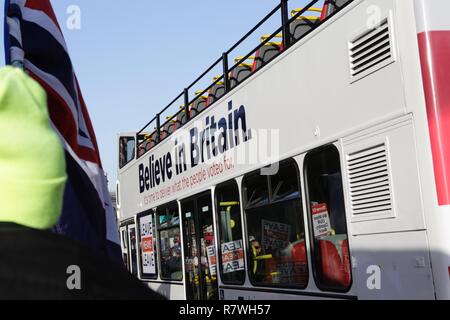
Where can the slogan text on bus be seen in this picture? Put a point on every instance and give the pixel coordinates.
(216, 138)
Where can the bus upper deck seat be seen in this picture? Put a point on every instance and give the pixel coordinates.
(200, 104)
(150, 141)
(330, 6)
(303, 24)
(181, 118)
(216, 92)
(172, 126)
(167, 129)
(241, 72)
(266, 53)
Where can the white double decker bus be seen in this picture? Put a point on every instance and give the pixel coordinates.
(317, 166)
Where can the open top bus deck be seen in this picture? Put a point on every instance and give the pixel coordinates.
(315, 167)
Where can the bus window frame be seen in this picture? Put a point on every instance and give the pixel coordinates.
(312, 247)
(130, 225)
(300, 217)
(143, 276)
(127, 161)
(174, 204)
(219, 233)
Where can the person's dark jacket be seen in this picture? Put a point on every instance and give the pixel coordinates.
(36, 265)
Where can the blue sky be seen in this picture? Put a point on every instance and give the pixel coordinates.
(133, 57)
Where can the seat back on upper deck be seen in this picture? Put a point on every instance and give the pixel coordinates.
(216, 92)
(241, 72)
(304, 23)
(267, 52)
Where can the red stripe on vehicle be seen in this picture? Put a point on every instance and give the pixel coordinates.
(435, 60)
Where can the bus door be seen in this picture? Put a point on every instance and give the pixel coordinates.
(132, 254)
(199, 248)
(124, 246)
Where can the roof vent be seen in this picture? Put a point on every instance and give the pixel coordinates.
(371, 51)
(369, 178)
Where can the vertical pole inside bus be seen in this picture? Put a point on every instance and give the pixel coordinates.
(199, 248)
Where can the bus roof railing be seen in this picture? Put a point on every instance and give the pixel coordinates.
(287, 40)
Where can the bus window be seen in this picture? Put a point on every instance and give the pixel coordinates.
(126, 150)
(132, 249)
(277, 248)
(170, 242)
(124, 237)
(231, 250)
(199, 248)
(327, 220)
(147, 245)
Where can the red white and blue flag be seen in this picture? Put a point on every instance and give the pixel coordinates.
(34, 41)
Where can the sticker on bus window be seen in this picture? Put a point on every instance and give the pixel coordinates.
(211, 253)
(275, 235)
(321, 220)
(232, 256)
(147, 246)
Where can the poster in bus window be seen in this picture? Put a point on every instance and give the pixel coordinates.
(147, 248)
(275, 235)
(211, 254)
(321, 220)
(232, 256)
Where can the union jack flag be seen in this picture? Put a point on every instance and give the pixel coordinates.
(34, 41)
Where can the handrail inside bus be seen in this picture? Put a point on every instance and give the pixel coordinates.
(288, 39)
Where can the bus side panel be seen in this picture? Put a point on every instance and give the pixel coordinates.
(389, 244)
(392, 266)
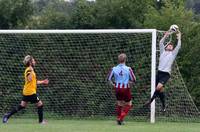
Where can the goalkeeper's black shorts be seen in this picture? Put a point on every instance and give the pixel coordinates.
(162, 77)
(31, 98)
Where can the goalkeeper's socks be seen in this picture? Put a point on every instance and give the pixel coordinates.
(118, 110)
(15, 110)
(162, 99)
(40, 113)
(125, 112)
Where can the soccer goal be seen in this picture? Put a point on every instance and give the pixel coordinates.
(76, 63)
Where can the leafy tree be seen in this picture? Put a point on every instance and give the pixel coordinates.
(174, 12)
(14, 13)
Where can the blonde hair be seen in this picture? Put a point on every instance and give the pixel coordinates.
(27, 60)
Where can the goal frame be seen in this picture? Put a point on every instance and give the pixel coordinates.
(153, 48)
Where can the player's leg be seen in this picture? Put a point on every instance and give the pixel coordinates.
(39, 104)
(21, 106)
(127, 103)
(119, 105)
(40, 112)
(126, 109)
(119, 108)
(162, 99)
(156, 93)
(163, 80)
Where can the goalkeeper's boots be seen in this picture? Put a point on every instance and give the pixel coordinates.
(5, 118)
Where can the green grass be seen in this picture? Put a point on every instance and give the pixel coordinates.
(30, 125)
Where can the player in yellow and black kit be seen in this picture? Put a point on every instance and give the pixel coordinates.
(29, 91)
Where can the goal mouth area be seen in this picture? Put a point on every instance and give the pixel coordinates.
(77, 62)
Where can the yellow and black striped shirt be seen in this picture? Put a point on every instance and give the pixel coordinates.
(30, 87)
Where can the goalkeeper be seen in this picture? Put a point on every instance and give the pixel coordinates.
(29, 91)
(124, 78)
(167, 56)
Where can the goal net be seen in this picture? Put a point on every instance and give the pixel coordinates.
(77, 62)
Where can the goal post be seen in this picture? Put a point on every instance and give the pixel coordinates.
(76, 63)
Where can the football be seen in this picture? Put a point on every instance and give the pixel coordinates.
(173, 28)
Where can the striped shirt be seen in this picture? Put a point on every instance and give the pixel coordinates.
(167, 57)
(122, 75)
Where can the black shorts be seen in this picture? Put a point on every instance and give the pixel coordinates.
(31, 98)
(162, 77)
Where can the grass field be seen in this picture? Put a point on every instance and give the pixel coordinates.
(30, 125)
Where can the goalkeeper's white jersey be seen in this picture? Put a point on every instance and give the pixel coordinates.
(167, 57)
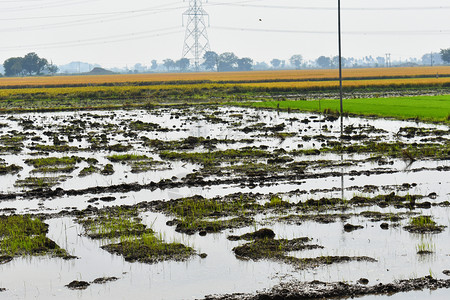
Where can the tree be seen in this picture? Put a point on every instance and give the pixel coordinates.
(245, 64)
(227, 62)
(296, 60)
(154, 65)
(445, 54)
(323, 62)
(275, 63)
(52, 69)
(13, 66)
(32, 63)
(183, 64)
(211, 60)
(169, 64)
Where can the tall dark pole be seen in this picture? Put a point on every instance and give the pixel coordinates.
(340, 97)
(340, 65)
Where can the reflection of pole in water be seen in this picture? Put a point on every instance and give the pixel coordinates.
(340, 96)
(340, 65)
(342, 177)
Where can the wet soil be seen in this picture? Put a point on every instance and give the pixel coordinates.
(339, 290)
(208, 172)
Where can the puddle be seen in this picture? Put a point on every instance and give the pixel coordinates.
(204, 131)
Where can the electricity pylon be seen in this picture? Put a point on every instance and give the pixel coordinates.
(196, 41)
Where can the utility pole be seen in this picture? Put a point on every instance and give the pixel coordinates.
(388, 60)
(196, 41)
(340, 67)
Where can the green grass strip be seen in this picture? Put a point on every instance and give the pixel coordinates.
(425, 108)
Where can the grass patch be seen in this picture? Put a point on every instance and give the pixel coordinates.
(150, 249)
(216, 157)
(10, 169)
(114, 223)
(54, 164)
(423, 224)
(88, 171)
(23, 235)
(137, 242)
(426, 108)
(39, 182)
(278, 249)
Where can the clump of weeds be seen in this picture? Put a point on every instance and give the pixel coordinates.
(136, 241)
(423, 224)
(277, 250)
(54, 164)
(24, 235)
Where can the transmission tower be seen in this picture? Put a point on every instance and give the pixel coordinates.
(196, 41)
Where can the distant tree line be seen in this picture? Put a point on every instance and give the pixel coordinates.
(30, 64)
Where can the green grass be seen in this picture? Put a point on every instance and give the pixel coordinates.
(114, 223)
(137, 242)
(426, 108)
(23, 235)
(127, 157)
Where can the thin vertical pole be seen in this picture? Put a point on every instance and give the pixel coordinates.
(340, 97)
(340, 65)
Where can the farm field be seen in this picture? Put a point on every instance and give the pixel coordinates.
(429, 108)
(224, 77)
(223, 202)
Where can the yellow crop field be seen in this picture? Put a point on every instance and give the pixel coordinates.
(128, 90)
(256, 76)
(353, 83)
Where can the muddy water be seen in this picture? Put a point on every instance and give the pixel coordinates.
(221, 272)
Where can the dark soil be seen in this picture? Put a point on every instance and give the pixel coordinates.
(102, 280)
(154, 252)
(263, 233)
(5, 259)
(337, 290)
(78, 285)
(349, 227)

WORK TO COMPLETE ::
Output the entire listing above as a two-column CSV with the headers "prompt" and "points". Give one row for each "Where can..." line, with that line in the first field and every coordinate pair under it in the second, each field quoted and any line breaks replaced by spaces, and with the pictures left out.

ANSWER TO THE PROBLEM ::
prompt,points
"Where can the slogan text on bus be seen in this picture? Put a point on every instance and give the pixel coordinates.","(216, 138)"
"Where can the bus upper deck seat be seen in this picture? Put a point on every instance and give the pixel coordinates.","(200, 104) (150, 141) (330, 6) (303, 24) (181, 118) (216, 92) (172, 126) (167, 129) (241, 72) (266, 53)"
"Where can the white double decker bus be seen in this picture? Put a point on every instance and give the pixel coordinates.","(317, 166)"
"Where can the open top bus deck be seen in this picture? Put a point on every instance and give the pixel coordinates.","(315, 167)"
"Where can the bus window frame be seen in this picture? Put a point on every instance and give the pixel coordinates.","(312, 247) (130, 225) (300, 217) (143, 276) (127, 161) (174, 204) (219, 233)"
"Where can the person's dark jacket be seen in this picture? Put a point on every instance and give the pixel coordinates.","(36, 265)"
"Where can the blue sky be seen in this picture? Put a point on every instance and give the pixel coordinates.","(133, 57)"
"Where can the seat back on upper deck be seen in this picture? Put a point on every instance and give the pixel coordinates.","(216, 92) (241, 72) (304, 23) (267, 52)"
"Where can the red stripe on vehicle be seen in this picture? Put a point on every instance and give the pixel coordinates.","(435, 60)"
"Where can the bus door be seen in this picture? Put a point on every instance and give the pixel coordinates.","(132, 254) (199, 248) (124, 246)"
"Where can the roof vent be seen in this picture? Put a point on every instance and give the pixel coordinates.","(371, 51) (369, 178)"
"Where can the vertical pole inside bus be seen in this picture? Put a point on every instance and give the pixel coordinates.","(199, 248)"
"Where can the bus roof railing be seen in this picture? Put a point on every instance and give the pixel coordinates.","(287, 40)"
"Where can the bus window be seen in this picture? Put a point on every instance and give the pixel coordinates.","(126, 150) (132, 249) (277, 248) (170, 242) (124, 237) (231, 250) (199, 248) (327, 220) (147, 245)"
"Where can the red white and blue flag be seen in this picture? Put a point on every instance and give the pixel coordinates.","(34, 41)"
"Where can the sticker on bus window be seen in this picture? Put a point on every instance and give the pixel coordinates.","(211, 253) (275, 235) (321, 220) (232, 256) (147, 246)"
"Where can the poster in bus window be seen in this picture? Put a point on every instance and give the pixel coordinates.","(147, 248) (275, 235) (211, 254) (321, 220) (232, 256)"
"Where can the union jack flag be seen in this picture? Put a point on every instance and give the pixel coordinates.","(34, 41)"
"Where can the handrail inside bus be seen in this picture? Put a point on every instance and give the pixel coordinates.","(288, 39)"
"Where can the bus side panel be seen in this picture? Put a point on every instance and give the pixel coordinates.","(389, 244) (392, 266)"
"Where can the goalkeeper's black shorts be seen in this picture? Put a point on every instance and give the pixel coordinates.","(162, 77) (31, 98)"
"Where can the goalkeeper's socks be seen in this picture? Put a point on every instance and give the pixel coordinates.","(118, 110) (15, 110) (162, 99) (40, 113) (125, 112)"
"Where can the soccer goal be seen in this picture? Put a point on every instance and give the pixel coordinates.","(76, 63)"
"Where can the leafy tree be seen in this picture? Put a point on every instance and give the pixel coordinates.","(174, 12) (14, 13)"
"Where can the blonde hair be seen in this picture? Put a point on every instance and give the pixel coordinates.","(27, 60)"
"Where can the goal frame be seen in this picture? Put a point on every instance and give the pixel coordinates.","(153, 48)"
"Where can the player's leg be seen in this picture? Put a point on every instance and give the pixel coordinates.","(39, 104) (21, 106) (127, 103) (119, 105) (40, 112) (126, 109) (119, 108) (162, 99) (156, 93) (163, 80)"
"Where can the goalkeeper's boots be seen in this picture? Put a point on every instance and give the pixel coordinates.","(5, 118)"
"Where can the green grass be seen in this picture? Put a point on every instance and give the pixel coordinates.","(30, 125)"
"Where can the player in yellow and black kit be seen in this picture? Put a point on every instance and give the pixel coordinates.","(29, 91)"
"Where can the goal mouth area be seen in this picture? Put a point on every instance and give the pixel coordinates.","(77, 62)"
"Where can the yellow and black striped shirt be seen in this picture? Put a point on every instance and give the pixel coordinates.","(30, 87)"
"Where can the goalkeeper be seen in this picture? Put a point on every instance and give the pixel coordinates.","(29, 91) (124, 78) (167, 56)"
"Where can the goal net be seen in this picture? Put a point on every instance and give the pixel coordinates.","(77, 62)"
"Where can the goal post be seen in this picture? Put a point on every instance and give the pixel coordinates.","(76, 63)"
"Where can the football be seen in this picture? Put a point on every instance and give the pixel coordinates.","(173, 28)"
"Where can the striped shirt be seen in this picture? Put a point on every instance and give the pixel coordinates.","(167, 57) (122, 75)"
"Where can the black shorts be seen in this picture? Put a point on every instance and give the pixel coordinates.","(31, 98) (162, 77)"
"Where can the grass field be seen in this picture? Put a point on every instance and give the pixel coordinates.","(30, 125)"
"Where can the goalkeeper's white jersey be seen in this picture? Put a point on every instance and give the pixel coordinates.","(167, 57)"
"Where can the tree be seen in this picture? Put a point on every instance and give the pixel coordinates.","(245, 64) (227, 62) (296, 60) (154, 65) (445, 54) (323, 62) (275, 63) (52, 69) (13, 66) (32, 63) (183, 64) (211, 60) (169, 64)"
"Where can the tall dark pole be seen in this picture? Put a point on every instance and give the pixel coordinates.","(340, 97) (340, 65)"
"Where can the reflection of pole in water be seen in this picture? Put a point on every instance and give the pixel coordinates.","(340, 96) (340, 65) (342, 177)"
"Where can the wet soil be seen in this picture? Put a point on every instance and give the pixel coordinates.","(339, 290) (208, 172)"
"Where can the puddle be seen in this picture? Put a point on every instance and give the pixel coordinates.","(204, 131)"
"Where can the electricity pylon be seen in this picture? Put a point on every instance and give the pixel coordinates.","(196, 41)"
"Where can the utility pole be seen in this picture? Put a point on every instance and give the pixel coordinates.","(388, 60) (196, 41) (340, 67)"
"Where can the green grass strip be seen in this picture? Put a point on every instance and give the pixel coordinates.","(425, 108)"
"Where can the grass patch be seen in this picture? Put a point on every instance and give the pixel coordinates.","(150, 249) (216, 157) (10, 169) (114, 223) (54, 164) (423, 224) (88, 171) (23, 235) (137, 242) (426, 108) (39, 182) (278, 249)"
"Where can the clump of weeds be seen in this picture? Put a point on every instance and give the pixel coordinates.","(136, 241) (423, 224) (277, 250) (54, 164) (24, 235)"
"Where can the transmission tower be seen in this picture? Put a point on every instance and give the pixel coordinates.","(196, 41)"
"Where can the distant tree line be seen in this picture? Put a point on every instance and give the pixel coordinates.","(30, 64)"
"Where can the green grass be seen in this picture? Put a point on every instance and give the pixel coordinates.","(114, 223) (137, 242) (426, 108) (23, 235) (127, 157)"
"Where can the thin vertical pole be seen in this picture? Put a point on every instance and give the pixel coordinates.","(340, 97) (340, 65)"
"Where can the farm field be seen in this picture? Put a point on every instance and give the pixel coordinates.","(429, 108) (224, 77) (223, 202)"
"Where can the yellow crop field be seen in this picture? Put a point on every instance and give the pixel coordinates.","(128, 90) (256, 76) (353, 83)"
"Where can the muddy water be seen in this picture? Put a point on every instance and give the pixel coordinates.","(221, 272)"
"Where can the dark soil be seen in this picture? Put a point on every instance and give the pixel coordinates.","(102, 280) (154, 252) (263, 233) (5, 259) (337, 290) (78, 285) (349, 227)"